------ EXCERPTED RECORDS

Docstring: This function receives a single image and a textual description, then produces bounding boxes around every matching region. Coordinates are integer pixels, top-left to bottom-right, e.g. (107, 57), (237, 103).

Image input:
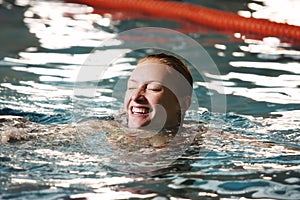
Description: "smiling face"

(124, 60), (181, 129)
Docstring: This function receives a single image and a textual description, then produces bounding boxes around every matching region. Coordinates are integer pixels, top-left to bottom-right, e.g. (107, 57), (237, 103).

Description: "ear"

(181, 96), (192, 113)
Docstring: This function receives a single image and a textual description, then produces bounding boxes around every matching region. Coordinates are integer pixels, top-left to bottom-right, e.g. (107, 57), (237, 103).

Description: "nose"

(131, 86), (146, 102)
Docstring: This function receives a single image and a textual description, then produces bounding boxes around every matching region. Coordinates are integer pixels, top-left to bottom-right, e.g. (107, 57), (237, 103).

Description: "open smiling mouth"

(131, 107), (152, 115)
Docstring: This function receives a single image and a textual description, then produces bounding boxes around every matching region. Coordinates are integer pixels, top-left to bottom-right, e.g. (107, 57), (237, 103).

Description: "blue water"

(0, 0), (300, 199)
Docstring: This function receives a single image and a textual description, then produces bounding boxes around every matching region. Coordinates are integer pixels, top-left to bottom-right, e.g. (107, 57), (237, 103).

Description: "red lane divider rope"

(71, 0), (300, 40)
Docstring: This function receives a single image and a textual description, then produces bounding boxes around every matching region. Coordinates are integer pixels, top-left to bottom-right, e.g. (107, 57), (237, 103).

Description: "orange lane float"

(71, 0), (300, 40)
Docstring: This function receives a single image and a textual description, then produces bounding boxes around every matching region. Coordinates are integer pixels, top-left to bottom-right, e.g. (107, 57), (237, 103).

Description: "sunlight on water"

(0, 0), (300, 200)
(248, 0), (300, 26)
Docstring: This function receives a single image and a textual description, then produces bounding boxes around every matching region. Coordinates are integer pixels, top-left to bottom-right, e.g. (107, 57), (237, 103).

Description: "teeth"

(132, 107), (149, 114)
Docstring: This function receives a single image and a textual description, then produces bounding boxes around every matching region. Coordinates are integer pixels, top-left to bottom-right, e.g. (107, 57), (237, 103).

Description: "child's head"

(124, 53), (193, 129)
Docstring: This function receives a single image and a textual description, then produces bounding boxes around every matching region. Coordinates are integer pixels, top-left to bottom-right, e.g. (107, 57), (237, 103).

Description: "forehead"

(130, 61), (174, 82)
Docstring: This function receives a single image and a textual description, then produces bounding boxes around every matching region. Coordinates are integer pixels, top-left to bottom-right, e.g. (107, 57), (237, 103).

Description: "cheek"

(124, 91), (131, 108)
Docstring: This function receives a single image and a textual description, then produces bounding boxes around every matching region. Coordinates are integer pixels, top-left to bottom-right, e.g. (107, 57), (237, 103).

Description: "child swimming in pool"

(1, 53), (202, 150)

------------

• [TASK GOAL] Collect every line from the data above that contains the word "lane".

• [OUTPUT BELOW]
Description: "red lane divider rope"
Description: "orange lane float"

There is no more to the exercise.